* **Problem set**:
A. From the retargeting discussion, reproduce the stretch from "Molly Pittman: You’re" through "one other thing.".
B. Render this sentence from the retargeting discussion in Spanish: "It’s not very likely that they’re going to see both messages."

Molly Pittman: You’re not asking for marriage on the first date. You can scrape the bottom of the barrel and make some sales initially in the first few weeks of people who are hyper-buyers and hyper-responders. If you really want to scale a campaign, adding in those extra steps will help move someone down that decision path.

 

 

Ezra Firestone: Absolutely. I’d like to point out a couple more things if you make it to our store page and click through to a product. At that point, you’re getting dynamic product ad retargeting, which is a whole different type of retargeting that I want to talk about in just a second. Before I do, I want to point out one other thing.

 

 

At every stage of this funnel, like on the presell engagement page, we have an exit-intent pop-up that attempts to get their email address. The people who enter their email address, we follow-up with via email to try to get them to continue on their Customer Journey. We have one exit-intent pop-up on the presell engagement page. If you make it to the store page, the product offer page, or the shopping cart page, we have an exit-intent that’s a little more aggressive. On the presell exit-intent where we’re trying to get email address, on the presell page is content. On the store page, or product offer page, or shopping cart, we’re incentivizing with a discount. We’re saying, “Wait. Don’t go. Get 10% off.” We have email sequences that are happening that are also supplementing and helping people along this Customer Journey. Not just the ad side, but we have conversion assets in place in the actual funnel that do the same thing.

   
Molly Pittman: I love that, Ezra. A lot of people asked, “Well, if I’m running a retargeting ad I can’t send an email that says the same thing.”

 

 

Ezra Firestone: Oh, yeah, you can.

 

 

Molly Pittman: You absolutely can because think about how your news feed is and how crowded your email inbox is. It’s not very likely that they’re going to see both messages.  Even if they do, it just adds more congruency and is a further reminder to take the next action.

 

 

Keith Krance: The online attention span is like two minutes. People are not thinking about you at all. You have to realize that. We get so many emails, so many Facebook ads. People don’t notice stuff because we’re so immersed in our own business. We are always worried about that, but it’s just so much different. Frank Kern talks about this a lot. People are too busy looking at porn. They don’t notice your emails.

* **Dataset entries**:
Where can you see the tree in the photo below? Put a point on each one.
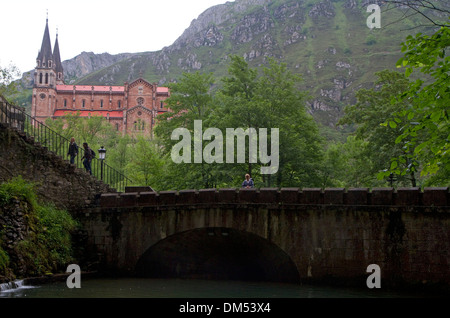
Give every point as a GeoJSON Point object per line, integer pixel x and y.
{"type": "Point", "coordinates": [7, 75]}
{"type": "Point", "coordinates": [428, 100]}
{"type": "Point", "coordinates": [145, 166]}
{"type": "Point", "coordinates": [271, 100]}
{"type": "Point", "coordinates": [373, 108]}
{"type": "Point", "coordinates": [190, 99]}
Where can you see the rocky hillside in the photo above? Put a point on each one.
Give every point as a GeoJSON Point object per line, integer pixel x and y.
{"type": "Point", "coordinates": [327, 41]}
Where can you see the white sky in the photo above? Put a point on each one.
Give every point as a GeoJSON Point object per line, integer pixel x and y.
{"type": "Point", "coordinates": [98, 26]}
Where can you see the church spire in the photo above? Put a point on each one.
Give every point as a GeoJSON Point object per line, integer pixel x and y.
{"type": "Point", "coordinates": [45, 54]}
{"type": "Point", "coordinates": [57, 60]}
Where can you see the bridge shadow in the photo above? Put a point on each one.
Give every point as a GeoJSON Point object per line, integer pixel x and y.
{"type": "Point", "coordinates": [217, 253]}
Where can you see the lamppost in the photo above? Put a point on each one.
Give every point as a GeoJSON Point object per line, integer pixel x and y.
{"type": "Point", "coordinates": [101, 156]}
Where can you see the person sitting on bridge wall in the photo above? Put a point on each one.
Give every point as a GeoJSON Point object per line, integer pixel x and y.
{"type": "Point", "coordinates": [248, 182]}
{"type": "Point", "coordinates": [88, 155]}
{"type": "Point", "coordinates": [73, 150]}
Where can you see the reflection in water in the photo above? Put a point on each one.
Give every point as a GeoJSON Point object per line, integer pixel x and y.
{"type": "Point", "coordinates": [181, 288]}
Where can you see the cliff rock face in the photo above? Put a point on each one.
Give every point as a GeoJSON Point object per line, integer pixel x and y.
{"type": "Point", "coordinates": [326, 41]}
{"type": "Point", "coordinates": [88, 62]}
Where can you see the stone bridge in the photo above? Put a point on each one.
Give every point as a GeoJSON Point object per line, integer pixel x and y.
{"type": "Point", "coordinates": [285, 235]}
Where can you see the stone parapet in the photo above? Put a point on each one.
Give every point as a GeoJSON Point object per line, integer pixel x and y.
{"type": "Point", "coordinates": [436, 197]}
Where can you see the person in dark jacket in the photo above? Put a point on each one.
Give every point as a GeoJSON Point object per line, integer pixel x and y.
{"type": "Point", "coordinates": [248, 182]}
{"type": "Point", "coordinates": [73, 150]}
{"type": "Point", "coordinates": [87, 158]}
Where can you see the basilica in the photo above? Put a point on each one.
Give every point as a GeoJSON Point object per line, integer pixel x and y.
{"type": "Point", "coordinates": [131, 108]}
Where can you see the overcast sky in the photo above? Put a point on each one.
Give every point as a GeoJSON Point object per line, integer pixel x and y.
{"type": "Point", "coordinates": [92, 26]}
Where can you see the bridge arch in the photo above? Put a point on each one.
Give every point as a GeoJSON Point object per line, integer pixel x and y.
{"type": "Point", "coordinates": [217, 253]}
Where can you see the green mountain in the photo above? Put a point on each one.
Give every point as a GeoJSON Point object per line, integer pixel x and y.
{"type": "Point", "coordinates": [327, 41]}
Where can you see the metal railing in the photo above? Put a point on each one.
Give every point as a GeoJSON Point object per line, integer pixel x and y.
{"type": "Point", "coordinates": [46, 137]}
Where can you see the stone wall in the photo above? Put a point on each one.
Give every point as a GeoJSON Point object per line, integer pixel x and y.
{"type": "Point", "coordinates": [56, 179]}
{"type": "Point", "coordinates": [331, 235]}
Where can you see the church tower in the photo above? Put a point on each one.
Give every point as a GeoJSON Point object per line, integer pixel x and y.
{"type": "Point", "coordinates": [47, 74]}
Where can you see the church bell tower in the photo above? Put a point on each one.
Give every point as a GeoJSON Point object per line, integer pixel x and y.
{"type": "Point", "coordinates": [48, 73]}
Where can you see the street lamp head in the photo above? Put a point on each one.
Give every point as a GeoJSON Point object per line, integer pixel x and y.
{"type": "Point", "coordinates": [102, 153]}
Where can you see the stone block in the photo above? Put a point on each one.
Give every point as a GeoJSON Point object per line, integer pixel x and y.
{"type": "Point", "coordinates": [127, 199]}
{"type": "Point", "coordinates": [408, 196]}
{"type": "Point", "coordinates": [382, 196]}
{"type": "Point", "coordinates": [129, 189]}
{"type": "Point", "coordinates": [168, 197]}
{"type": "Point", "coordinates": [248, 195]}
{"type": "Point", "coordinates": [227, 196]}
{"type": "Point", "coordinates": [436, 197]}
{"type": "Point", "coordinates": [148, 199]}
{"type": "Point", "coordinates": [188, 197]}
{"type": "Point", "coordinates": [109, 200]}
{"type": "Point", "coordinates": [207, 195]}
{"type": "Point", "coordinates": [311, 196]}
{"type": "Point", "coordinates": [357, 196]}
{"type": "Point", "coordinates": [289, 195]}
{"type": "Point", "coordinates": [269, 195]}
{"type": "Point", "coordinates": [334, 196]}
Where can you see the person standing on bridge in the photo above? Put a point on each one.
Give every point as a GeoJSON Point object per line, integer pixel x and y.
{"type": "Point", "coordinates": [87, 158]}
{"type": "Point", "coordinates": [73, 150]}
{"type": "Point", "coordinates": [248, 182]}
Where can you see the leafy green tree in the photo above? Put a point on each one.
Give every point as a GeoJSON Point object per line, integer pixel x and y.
{"type": "Point", "coordinates": [271, 100]}
{"type": "Point", "coordinates": [428, 100]}
{"type": "Point", "coordinates": [348, 165]}
{"type": "Point", "coordinates": [191, 99]}
{"type": "Point", "coordinates": [145, 165]}
{"type": "Point", "coordinates": [7, 75]}
{"type": "Point", "coordinates": [373, 108]}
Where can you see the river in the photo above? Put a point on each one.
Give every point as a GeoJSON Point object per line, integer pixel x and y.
{"type": "Point", "coordinates": [189, 288]}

* **Solutions to the problems**:
A.
Molly Pittman: You’re not asking for marriage on the first date. You can scrape the bottom of the barrel and make some sales initially in the first few weeks of people who are hyper-buyers and hyper-responders. If you really want to scale a campaign, adding in those extra steps will help move someone down that decision path.

 

 

Ezra Firestone: Absolutely. I’d like to point out a couple more things if you make it to our store page and click through to a product. At that point, you’re getting dynamic product ad retargeting, which is a whole different type of retargeting that I want to talk about in just a second. Before I do, I want to point out one other thing.

B. No es muy probable que vayan a ver ambos mensajes.